## Fragmento proporcionado
>>>>>

A diferencia de él, yo no yací con ella en el refectorio de ninguna abadía. No yací con ella, simplemente. Luego es verdad que he yacido algo más que Adso de Melk -si nos atenemos a su propio testimonio, claro- pero tampoco nada del otro mundo, para qué andar con presunciones... Para nada la Babilonia de los grandes pecadores, ni la Gomorra que habitamos los vecinos de Sodoma. Para esto casi mejor haberme metido a monje, o a cura, como me aconsejaba mi madre, y haber desahogado las apetencias con el ama de llaves o con la señora que trae los pollos al monasterio. Fray Álvaro de León, además, hubiera sido un nombre de reminiscencias medievales muy digno de Umberto Eco y sus ocurrencias.

<<<<<

## Ejercicio planteado
Reescribe el tramo del fragmento que va de "A diferencia de" a "y sus ocurrencias." y sustituye "monasterio" por "convento".

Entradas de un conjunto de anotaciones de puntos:
>>>>>

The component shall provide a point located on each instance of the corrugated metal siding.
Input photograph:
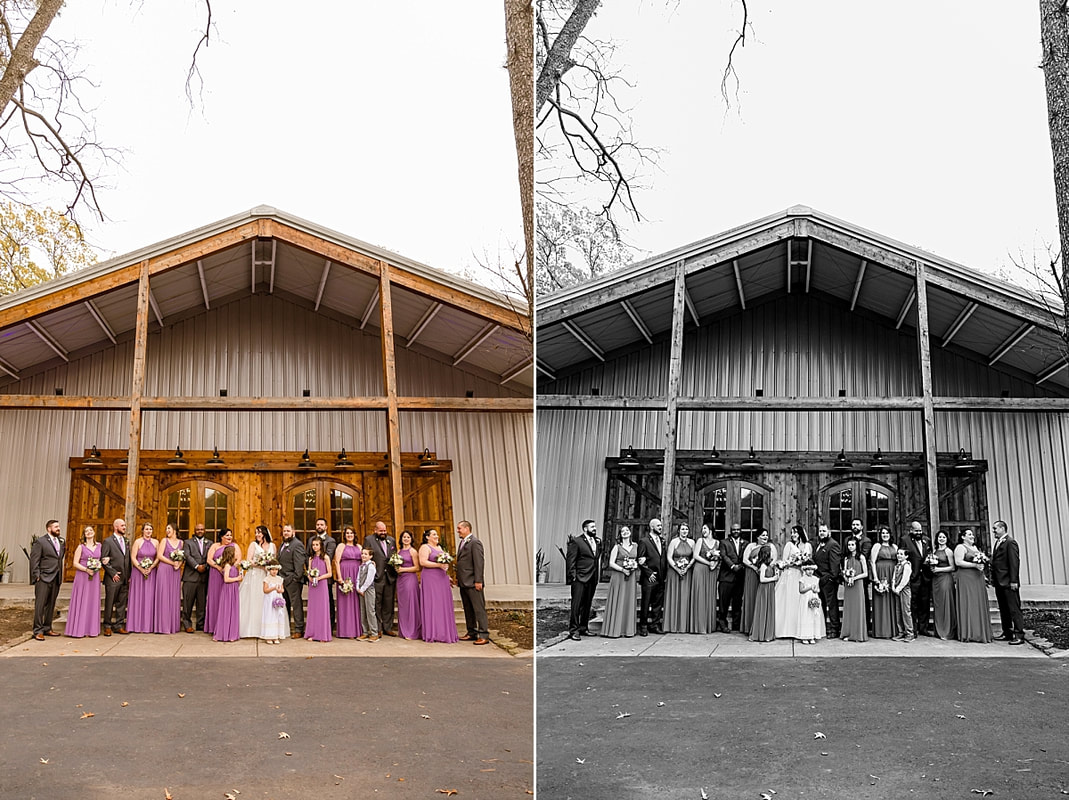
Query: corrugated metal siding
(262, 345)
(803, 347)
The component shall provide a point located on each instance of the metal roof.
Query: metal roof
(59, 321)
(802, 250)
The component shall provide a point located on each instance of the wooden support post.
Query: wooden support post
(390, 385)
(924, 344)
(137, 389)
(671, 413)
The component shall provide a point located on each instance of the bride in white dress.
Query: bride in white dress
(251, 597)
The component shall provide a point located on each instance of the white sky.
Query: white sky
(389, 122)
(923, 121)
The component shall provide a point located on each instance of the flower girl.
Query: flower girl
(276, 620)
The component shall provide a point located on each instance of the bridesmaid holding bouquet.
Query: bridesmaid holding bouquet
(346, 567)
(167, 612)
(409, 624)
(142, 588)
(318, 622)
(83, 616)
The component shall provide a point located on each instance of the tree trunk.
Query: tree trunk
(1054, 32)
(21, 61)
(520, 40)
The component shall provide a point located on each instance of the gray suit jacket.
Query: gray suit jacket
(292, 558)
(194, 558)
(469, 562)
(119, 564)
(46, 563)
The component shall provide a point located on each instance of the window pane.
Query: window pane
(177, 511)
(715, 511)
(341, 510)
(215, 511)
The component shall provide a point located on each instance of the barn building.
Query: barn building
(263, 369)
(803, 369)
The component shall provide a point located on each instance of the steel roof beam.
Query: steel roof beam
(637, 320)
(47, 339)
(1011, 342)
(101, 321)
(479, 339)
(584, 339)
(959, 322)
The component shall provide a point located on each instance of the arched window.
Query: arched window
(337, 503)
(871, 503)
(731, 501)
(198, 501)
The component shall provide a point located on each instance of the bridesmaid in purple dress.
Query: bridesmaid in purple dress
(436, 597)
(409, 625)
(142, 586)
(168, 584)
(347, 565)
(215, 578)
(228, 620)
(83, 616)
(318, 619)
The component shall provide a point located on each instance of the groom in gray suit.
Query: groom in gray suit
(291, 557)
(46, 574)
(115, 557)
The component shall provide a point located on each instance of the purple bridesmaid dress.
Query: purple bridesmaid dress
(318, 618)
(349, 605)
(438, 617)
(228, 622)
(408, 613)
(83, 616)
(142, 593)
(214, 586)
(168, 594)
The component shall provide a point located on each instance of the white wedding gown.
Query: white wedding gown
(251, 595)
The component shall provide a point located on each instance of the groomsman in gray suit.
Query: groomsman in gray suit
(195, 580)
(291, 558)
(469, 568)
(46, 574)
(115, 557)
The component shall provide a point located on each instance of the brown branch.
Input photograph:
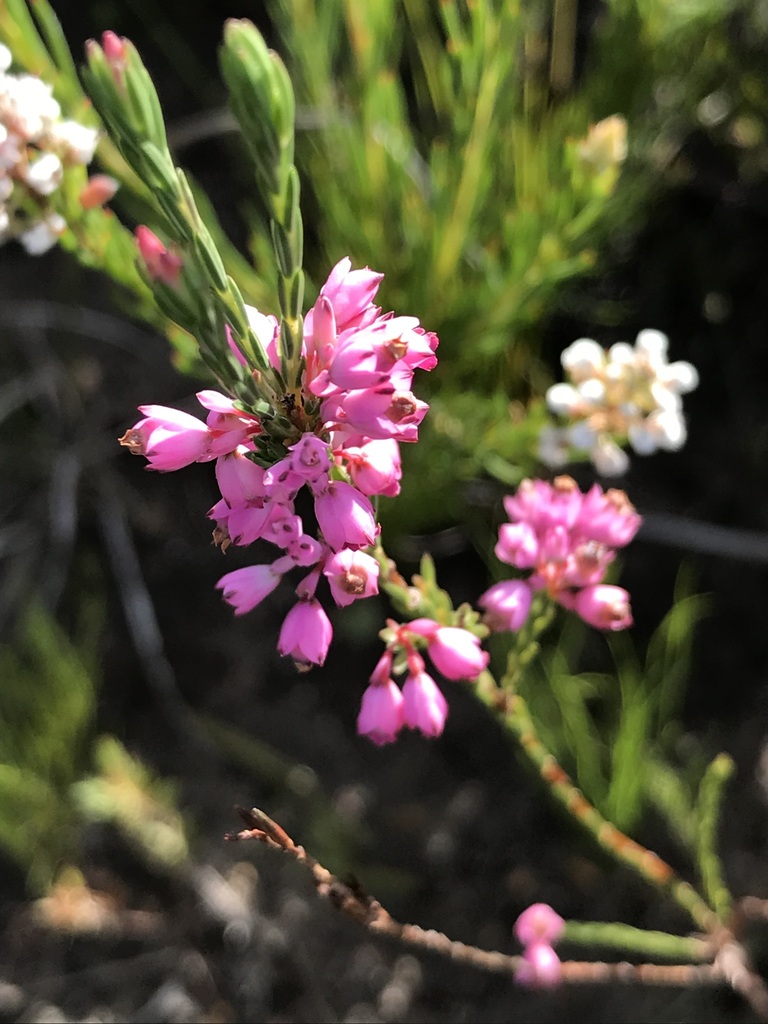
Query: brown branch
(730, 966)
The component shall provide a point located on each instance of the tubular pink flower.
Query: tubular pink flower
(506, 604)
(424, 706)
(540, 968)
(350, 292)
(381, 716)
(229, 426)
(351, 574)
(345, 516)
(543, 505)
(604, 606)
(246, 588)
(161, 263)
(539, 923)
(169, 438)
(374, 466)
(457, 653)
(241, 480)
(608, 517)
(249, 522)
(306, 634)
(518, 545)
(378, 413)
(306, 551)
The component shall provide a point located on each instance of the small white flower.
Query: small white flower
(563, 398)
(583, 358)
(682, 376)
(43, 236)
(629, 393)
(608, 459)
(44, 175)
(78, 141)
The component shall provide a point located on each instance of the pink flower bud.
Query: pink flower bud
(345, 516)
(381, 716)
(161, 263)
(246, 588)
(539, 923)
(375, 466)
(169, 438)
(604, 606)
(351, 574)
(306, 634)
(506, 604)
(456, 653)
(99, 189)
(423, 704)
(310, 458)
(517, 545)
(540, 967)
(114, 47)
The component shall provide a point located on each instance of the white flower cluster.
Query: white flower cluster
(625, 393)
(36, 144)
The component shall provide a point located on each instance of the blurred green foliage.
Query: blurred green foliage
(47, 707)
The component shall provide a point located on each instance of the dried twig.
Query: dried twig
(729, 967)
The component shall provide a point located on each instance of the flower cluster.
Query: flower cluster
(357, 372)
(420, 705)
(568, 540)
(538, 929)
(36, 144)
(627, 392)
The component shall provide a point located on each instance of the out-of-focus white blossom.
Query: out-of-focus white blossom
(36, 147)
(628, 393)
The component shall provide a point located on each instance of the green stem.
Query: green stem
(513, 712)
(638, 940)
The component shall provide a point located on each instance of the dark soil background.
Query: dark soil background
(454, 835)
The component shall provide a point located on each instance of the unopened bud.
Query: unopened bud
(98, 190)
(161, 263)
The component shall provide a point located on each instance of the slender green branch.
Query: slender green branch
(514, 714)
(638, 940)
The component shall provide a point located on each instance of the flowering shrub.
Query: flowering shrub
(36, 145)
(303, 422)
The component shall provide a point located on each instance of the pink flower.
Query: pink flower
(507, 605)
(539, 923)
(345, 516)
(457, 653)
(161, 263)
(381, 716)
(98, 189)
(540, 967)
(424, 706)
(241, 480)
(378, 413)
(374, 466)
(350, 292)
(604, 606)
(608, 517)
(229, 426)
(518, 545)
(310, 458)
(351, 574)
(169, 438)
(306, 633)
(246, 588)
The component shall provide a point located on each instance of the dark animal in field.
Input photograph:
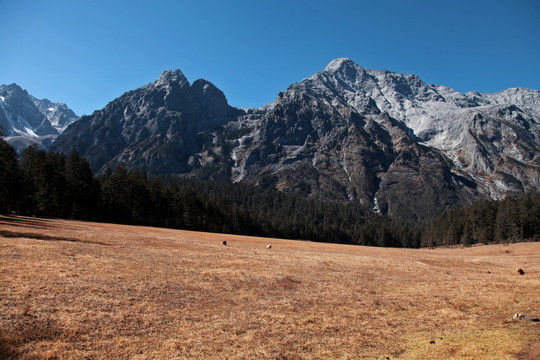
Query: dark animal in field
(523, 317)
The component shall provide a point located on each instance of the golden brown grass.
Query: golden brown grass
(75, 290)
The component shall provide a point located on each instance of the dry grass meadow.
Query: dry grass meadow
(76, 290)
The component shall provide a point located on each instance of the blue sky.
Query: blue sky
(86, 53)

<<<<<
>>>>>

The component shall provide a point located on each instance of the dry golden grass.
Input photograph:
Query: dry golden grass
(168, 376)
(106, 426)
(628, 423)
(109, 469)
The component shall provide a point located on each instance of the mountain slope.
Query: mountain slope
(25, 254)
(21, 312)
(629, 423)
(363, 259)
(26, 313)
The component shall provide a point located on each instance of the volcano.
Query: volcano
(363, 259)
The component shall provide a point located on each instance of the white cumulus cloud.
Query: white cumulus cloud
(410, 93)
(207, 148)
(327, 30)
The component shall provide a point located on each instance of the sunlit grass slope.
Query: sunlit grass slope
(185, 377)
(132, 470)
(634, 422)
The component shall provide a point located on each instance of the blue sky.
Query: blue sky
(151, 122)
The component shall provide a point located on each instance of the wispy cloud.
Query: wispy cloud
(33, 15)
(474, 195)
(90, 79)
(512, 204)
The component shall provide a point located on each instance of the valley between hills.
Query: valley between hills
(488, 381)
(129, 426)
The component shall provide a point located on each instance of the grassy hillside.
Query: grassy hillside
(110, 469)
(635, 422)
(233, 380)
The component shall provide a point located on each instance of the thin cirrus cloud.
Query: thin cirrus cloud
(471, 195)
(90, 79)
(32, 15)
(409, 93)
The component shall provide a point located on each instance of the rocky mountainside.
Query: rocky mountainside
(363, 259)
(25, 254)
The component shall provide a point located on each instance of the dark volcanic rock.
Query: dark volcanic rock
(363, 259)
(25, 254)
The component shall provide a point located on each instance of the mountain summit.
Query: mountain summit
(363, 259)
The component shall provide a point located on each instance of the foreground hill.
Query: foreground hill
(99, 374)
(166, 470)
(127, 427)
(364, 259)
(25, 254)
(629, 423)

<<<<<

## Solución escrita
A diferencia de él, yo no yací con ella en el refectorio de ninguna abadía. No yací con ella, simplemente. Luego es verdad que he yacido algo más que Adso de Melk -si nos atenemos a su propio testimonio, claro- pero tampoco nada del otro mundo, para qué andar con presunciones... Para nada la Babilonia de los grandes pecadores, ni la Gomorra que habitamos los vecinos de Sodoma. Para esto casi mejor haberme metido a monje, o a cura, como me aconsejaba mi madre, y haber desahogado las apetencias con el ama de llaves o con la señora que trae los pollos al convento. Fray Álvaro de León, además, hubiera sido un nombre de reminiscencias medievales muy digno de Umberto Eco y sus ocurrencias.